→ EXERCISE GOAL
Express the lines of the listing below, between the line holding "Note: locate the lace" and the line holding "pixel 404 33", inclusive, as a JSON list of strings. Use one string per line and leave out blank lines.

**** DATASET CONTENT

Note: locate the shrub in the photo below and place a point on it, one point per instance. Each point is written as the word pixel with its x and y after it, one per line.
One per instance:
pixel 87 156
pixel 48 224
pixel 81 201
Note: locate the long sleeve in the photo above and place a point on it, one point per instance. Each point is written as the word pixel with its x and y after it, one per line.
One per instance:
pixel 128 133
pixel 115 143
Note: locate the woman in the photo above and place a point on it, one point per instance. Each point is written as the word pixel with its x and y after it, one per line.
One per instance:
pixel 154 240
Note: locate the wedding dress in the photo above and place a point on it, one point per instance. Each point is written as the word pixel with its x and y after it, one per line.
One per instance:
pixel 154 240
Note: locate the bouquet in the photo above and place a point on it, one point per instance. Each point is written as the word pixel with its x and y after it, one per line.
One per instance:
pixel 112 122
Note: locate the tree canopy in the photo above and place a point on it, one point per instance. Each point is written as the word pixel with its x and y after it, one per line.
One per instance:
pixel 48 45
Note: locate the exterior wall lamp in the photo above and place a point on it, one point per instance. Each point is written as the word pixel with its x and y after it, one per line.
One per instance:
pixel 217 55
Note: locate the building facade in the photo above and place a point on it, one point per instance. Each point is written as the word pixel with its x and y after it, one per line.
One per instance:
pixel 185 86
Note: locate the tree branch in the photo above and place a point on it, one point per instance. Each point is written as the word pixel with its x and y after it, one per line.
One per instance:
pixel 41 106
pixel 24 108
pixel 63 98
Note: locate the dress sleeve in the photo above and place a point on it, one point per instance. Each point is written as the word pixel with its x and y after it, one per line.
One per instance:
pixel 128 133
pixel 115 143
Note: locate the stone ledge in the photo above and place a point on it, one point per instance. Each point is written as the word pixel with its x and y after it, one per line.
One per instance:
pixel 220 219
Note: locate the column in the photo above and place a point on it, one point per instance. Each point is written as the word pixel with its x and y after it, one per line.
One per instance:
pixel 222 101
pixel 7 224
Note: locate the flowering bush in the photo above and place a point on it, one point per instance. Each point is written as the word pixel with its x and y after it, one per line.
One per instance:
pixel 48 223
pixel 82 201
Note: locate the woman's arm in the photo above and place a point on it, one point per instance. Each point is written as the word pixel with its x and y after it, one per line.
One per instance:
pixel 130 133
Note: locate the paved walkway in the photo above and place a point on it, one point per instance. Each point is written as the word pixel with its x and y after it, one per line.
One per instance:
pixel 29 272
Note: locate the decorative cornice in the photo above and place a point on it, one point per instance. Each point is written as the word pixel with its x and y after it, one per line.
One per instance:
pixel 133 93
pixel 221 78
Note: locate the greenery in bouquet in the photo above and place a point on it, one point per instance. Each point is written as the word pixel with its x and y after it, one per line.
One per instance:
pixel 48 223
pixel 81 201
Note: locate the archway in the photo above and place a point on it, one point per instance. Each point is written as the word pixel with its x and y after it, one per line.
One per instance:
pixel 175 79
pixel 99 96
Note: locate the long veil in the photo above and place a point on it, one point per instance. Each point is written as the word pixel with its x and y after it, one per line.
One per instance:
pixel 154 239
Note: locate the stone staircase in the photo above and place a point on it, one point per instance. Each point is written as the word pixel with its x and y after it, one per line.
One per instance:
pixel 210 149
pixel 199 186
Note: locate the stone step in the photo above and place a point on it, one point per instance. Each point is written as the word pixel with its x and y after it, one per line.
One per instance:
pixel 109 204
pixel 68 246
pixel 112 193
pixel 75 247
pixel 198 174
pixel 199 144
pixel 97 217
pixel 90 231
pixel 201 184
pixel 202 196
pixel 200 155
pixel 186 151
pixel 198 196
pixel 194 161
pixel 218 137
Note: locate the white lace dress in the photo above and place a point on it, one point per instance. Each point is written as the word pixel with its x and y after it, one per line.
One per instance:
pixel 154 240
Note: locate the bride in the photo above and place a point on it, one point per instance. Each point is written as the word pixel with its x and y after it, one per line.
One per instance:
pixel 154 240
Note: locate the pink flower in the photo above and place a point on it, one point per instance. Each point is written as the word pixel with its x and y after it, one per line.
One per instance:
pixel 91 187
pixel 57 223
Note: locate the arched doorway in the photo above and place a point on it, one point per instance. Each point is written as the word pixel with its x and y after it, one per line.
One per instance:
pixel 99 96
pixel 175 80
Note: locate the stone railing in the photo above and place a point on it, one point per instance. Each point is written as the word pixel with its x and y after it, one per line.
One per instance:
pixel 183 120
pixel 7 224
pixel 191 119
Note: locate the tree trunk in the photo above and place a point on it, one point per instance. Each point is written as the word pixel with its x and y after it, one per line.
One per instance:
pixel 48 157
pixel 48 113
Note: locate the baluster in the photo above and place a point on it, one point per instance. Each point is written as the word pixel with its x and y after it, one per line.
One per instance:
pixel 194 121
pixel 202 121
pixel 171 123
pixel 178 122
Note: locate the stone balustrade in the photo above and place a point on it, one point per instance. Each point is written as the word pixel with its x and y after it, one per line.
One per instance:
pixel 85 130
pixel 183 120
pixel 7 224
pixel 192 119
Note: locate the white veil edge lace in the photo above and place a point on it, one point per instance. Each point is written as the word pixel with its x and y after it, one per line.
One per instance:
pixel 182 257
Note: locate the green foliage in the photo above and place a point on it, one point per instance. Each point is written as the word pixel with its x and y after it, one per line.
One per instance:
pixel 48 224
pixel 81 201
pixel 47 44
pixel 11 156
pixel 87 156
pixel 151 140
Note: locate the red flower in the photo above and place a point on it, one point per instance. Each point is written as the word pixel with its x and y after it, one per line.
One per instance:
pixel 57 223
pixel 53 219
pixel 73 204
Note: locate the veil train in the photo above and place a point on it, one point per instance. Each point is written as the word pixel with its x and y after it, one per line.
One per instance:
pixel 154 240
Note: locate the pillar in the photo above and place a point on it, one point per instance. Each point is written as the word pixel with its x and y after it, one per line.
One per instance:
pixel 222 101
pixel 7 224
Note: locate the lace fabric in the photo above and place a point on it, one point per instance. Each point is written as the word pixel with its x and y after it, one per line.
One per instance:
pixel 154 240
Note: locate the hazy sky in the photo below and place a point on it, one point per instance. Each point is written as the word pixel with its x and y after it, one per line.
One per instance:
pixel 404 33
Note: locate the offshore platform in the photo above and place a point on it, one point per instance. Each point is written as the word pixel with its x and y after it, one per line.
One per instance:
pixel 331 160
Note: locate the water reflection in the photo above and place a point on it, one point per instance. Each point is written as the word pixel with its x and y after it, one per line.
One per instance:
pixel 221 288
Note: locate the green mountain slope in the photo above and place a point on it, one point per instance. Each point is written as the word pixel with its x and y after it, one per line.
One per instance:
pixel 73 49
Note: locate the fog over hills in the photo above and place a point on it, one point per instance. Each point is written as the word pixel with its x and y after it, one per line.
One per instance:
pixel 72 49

********

→ COMPLETED TASK
[
  "Note: locate the lace fabric in the photo above and place a point on it, one point per instance. Each point is written as the word pixel with its x and y after it, one per line.",
  "One per instance:",
  "pixel 154 240",
  "Note: locate the hazy sky in the photo below and place a point on it, one point per instance. Each point is written as the word pixel with its x and y after it, one per line.",
  "One per instance:",
  "pixel 404 33"
]